| Task |
Retype the material word for word.

| Data lines |

^^^^

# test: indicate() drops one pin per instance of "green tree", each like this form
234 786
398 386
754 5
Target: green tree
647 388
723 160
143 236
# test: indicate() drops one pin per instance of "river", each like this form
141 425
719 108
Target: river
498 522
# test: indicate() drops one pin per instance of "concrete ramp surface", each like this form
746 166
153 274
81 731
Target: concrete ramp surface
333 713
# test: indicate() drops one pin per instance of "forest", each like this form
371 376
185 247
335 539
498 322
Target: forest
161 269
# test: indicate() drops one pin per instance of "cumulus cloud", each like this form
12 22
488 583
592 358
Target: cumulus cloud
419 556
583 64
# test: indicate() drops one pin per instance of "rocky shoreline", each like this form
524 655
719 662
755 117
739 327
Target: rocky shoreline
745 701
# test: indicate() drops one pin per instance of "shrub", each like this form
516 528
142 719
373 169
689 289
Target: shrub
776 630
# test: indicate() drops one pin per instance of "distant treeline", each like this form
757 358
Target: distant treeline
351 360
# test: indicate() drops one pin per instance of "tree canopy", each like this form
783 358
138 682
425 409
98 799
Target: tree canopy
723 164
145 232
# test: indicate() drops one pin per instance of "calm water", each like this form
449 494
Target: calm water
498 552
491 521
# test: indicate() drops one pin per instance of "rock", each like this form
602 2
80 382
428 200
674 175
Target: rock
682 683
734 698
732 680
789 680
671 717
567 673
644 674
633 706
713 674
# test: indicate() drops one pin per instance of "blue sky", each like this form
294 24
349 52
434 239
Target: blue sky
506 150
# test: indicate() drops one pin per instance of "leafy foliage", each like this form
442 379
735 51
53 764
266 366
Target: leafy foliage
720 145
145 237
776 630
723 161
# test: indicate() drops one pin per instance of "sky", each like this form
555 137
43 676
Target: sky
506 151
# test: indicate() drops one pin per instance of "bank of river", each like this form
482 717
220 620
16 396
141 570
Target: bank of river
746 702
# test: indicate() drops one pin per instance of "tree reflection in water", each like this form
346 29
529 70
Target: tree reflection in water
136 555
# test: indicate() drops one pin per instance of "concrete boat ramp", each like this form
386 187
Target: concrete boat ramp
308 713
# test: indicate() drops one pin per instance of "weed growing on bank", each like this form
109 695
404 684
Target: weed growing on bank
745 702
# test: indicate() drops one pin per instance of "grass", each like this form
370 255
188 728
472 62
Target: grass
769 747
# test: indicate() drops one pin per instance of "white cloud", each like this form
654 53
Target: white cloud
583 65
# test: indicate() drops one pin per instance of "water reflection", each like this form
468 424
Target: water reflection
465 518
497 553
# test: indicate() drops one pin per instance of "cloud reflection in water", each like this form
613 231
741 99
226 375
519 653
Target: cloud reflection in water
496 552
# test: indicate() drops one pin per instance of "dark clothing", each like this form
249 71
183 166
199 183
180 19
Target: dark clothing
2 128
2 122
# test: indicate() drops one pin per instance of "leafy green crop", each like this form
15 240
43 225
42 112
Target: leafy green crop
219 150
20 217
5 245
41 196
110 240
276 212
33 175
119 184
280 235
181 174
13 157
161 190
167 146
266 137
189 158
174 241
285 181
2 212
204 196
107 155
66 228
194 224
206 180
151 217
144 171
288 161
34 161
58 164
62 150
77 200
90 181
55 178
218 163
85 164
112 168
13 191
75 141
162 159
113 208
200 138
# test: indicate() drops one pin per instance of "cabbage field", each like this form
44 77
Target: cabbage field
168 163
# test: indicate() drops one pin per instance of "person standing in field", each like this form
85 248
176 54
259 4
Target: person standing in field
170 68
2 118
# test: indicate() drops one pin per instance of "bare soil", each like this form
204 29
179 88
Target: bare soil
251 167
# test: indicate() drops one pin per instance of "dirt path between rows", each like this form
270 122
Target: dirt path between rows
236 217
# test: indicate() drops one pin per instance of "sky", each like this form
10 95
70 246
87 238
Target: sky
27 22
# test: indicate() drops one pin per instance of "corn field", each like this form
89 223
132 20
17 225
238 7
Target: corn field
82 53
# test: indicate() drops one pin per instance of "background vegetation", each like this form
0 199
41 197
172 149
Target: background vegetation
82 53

^^^^

| Full output |
# test: indicate() drops one pin per instance of "green tree", each like this form
234 786
398 386
754 5
Target: green tree
647 388
723 160
143 236
# test: indicate() drops one pin per instance of "river", each like this form
141 425
719 108
Target: river
498 522
# test: indicate() drops one pin per instance of "concrete ramp surface", each like this form
746 166
153 274
81 731
Target: concrete ramp surface
333 713
# test: indicate() drops one pin per instance of "forest", each like this form
371 376
185 247
335 539
498 322
Target: forest
161 269
# test: indicate() drops one pin per instance of "cumulus cloud", each like this form
12 22
488 583
592 358
Target: cumulus cloud
419 556
583 64
# test: indicate() drops one pin per instance of "rocky shoreline", each like this form
524 655
719 662
755 117
739 327
Target: rocky shoreline
745 701
# test: indicate() drops one pin per instance of "shrub", each like this form
516 528
142 719
373 169
689 289
Target: shrub
776 630
# test: indicate() drops one pin per instance of "distant treeline", each like this form
757 358
Target: distant treeline
351 360
# test: indicate() drops one pin per instance of "tree canopy", each like this form
783 358
138 682
425 409
98 799
Target: tree canopy
723 164
145 232
# test: indicate() drops one pin per instance of "calm water", each like this form
449 494
Target: calm water
498 552
491 521
# test: indicate() drops one pin per instance of "rock", each like this form
602 2
80 382
428 200
674 175
Target: rock
682 683
734 698
732 680
789 680
671 717
567 673
644 674
633 706
713 674
# test: indicate() drops one pin per instance of "blue sky", each like this form
294 24
349 52
434 239
Target: blue sky
506 150
# test: indicate() drops one pin per instance of "leafy foliage", each like this form
442 379
735 51
53 764
266 366
Target: leafy foliage
720 145
145 237
776 630
723 161
# test: indicate() drops one pin per instance of "sky", each like this form
555 137
43 676
Target: sky
506 151
# test: indicate() drops one pin per instance of "bank of river", each like this form
482 717
220 620
16 396
141 570
Target: bank of river
746 702
# test: indicate() drops one pin per instance of "tree reflection in water", each like this form
346 29
529 70
Target: tree reflection in water
136 555
# test: indicate() drops one pin per instance of "concrete boat ramp", each like this form
386 187
Target: concrete boat ramp
308 713
# test: indicate() drops one pin per instance of "weed growing on bank", each like this form
109 695
404 684
Target: weed growing on bank
745 702
# test: indicate() drops one pin per instance of "grass", each like this form
370 255
188 728
472 62
Target: grass
769 747
# test: indicate() drops one pin per instance of "white cloud", each like this form
654 53
Target: white cloud
583 65
# test: indicate() drops one pin per instance of "water reflection", each like this form
468 424
Target: water reflection
465 518
497 553
# test: indicate() drops one pin per instance of "cloud reflection in water", each like this form
613 231
741 99
226 375
519 653
Target: cloud reflection in water
496 552
# test: indicate() drops one pin per instance of "dark clothing", each like this form
249 71
183 166
199 183
180 19
Target: dark clothing
2 128
2 122
# test: indicate() drops one pin per instance of "leafy green crop", each like this form
15 240
43 225
42 112
Target: leafy green crop
219 150
20 217
5 245
41 196
110 240
276 212
33 175
119 184
280 235
181 174
13 157
161 190
167 146
266 137
189 158
174 241
285 181
2 212
204 196
107 155
66 228
194 224
206 180
151 217
144 171
288 161
34 161
58 164
62 150
77 200
90 181
55 178
218 163
85 164
112 168
13 191
75 141
162 159
113 208
200 138
# test: indicate() drops one pin per instance of "cabbage field", each like this form
44 77
Target: cabbage field
168 163
# test: indicate() drops one pin per instance of "person standing in field", each like this form
85 248
176 54
259 4
Target: person standing in field
170 68
2 118
# test: indicate() drops one pin per instance of "bare soil", each like this form
204 29
179 88
Target: bare soil
251 167
# test: indicate() drops one pin per instance of "dirt path between rows", each like this form
270 122
Target: dirt path between rows
236 217
# test: indicate() drops one pin per instance of "sky", each like this form
10 95
70 246
87 238
Target: sky
27 22
# test: indicate() drops one pin per instance of "corn field", each like this form
89 223
132 20
17 225
238 7
Target: corn field
82 53
# test: indicate() drops one pin per instance of "background vegetation", each like this form
0 199
41 197
172 149
Target: background vegetation
82 53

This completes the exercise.